- [Stated goal]: Reproduce the material below with "Target object" in place of every "Object to find" and every other part unchanged. Leave the pictures out of your answer.

- [Items from a labeling collection]:
--- begin ---

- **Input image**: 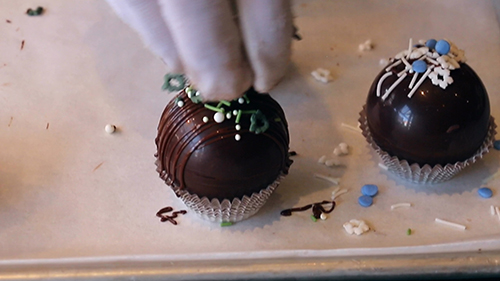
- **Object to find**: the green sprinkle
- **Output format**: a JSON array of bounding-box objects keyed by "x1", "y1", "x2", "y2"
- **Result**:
[
  {"x1": 234, "y1": 109, "x2": 243, "y2": 124},
  {"x1": 161, "y1": 73, "x2": 186, "y2": 92},
  {"x1": 217, "y1": 100, "x2": 231, "y2": 107},
  {"x1": 204, "y1": 103, "x2": 224, "y2": 113}
]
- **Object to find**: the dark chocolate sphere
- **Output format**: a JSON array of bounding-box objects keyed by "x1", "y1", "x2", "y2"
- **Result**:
[
  {"x1": 156, "y1": 89, "x2": 291, "y2": 201},
  {"x1": 366, "y1": 60, "x2": 490, "y2": 166}
]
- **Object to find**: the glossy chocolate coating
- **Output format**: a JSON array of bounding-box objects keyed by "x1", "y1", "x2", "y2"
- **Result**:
[
  {"x1": 366, "y1": 61, "x2": 490, "y2": 166},
  {"x1": 156, "y1": 87, "x2": 292, "y2": 200}
]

--- end ---

- [The answer]:
- **Input image**: 
- **Target object**: the green sprinkle
- **Output format**: a JSON array of bounding-box objects keyed by "x1", "y1", "x2", "y2"
- **Result**:
[
  {"x1": 234, "y1": 109, "x2": 243, "y2": 124},
  {"x1": 161, "y1": 73, "x2": 186, "y2": 92},
  {"x1": 217, "y1": 100, "x2": 231, "y2": 107},
  {"x1": 204, "y1": 103, "x2": 224, "y2": 113}
]
- **Target object**: the dark chocolate sphere
- **Output format**: a JSON array of bounding-box objects keyed by "x1", "y1", "x2", "y2"
- **Result**:
[
  {"x1": 156, "y1": 89, "x2": 291, "y2": 201},
  {"x1": 366, "y1": 60, "x2": 490, "y2": 166}
]
- **Target object**: the glossy chocolate coating
- **Output format**: a JSON array of bounding-box objects keyed by "x1", "y1", "x2", "y2"
- **Result**:
[
  {"x1": 366, "y1": 61, "x2": 490, "y2": 166},
  {"x1": 156, "y1": 87, "x2": 292, "y2": 200}
]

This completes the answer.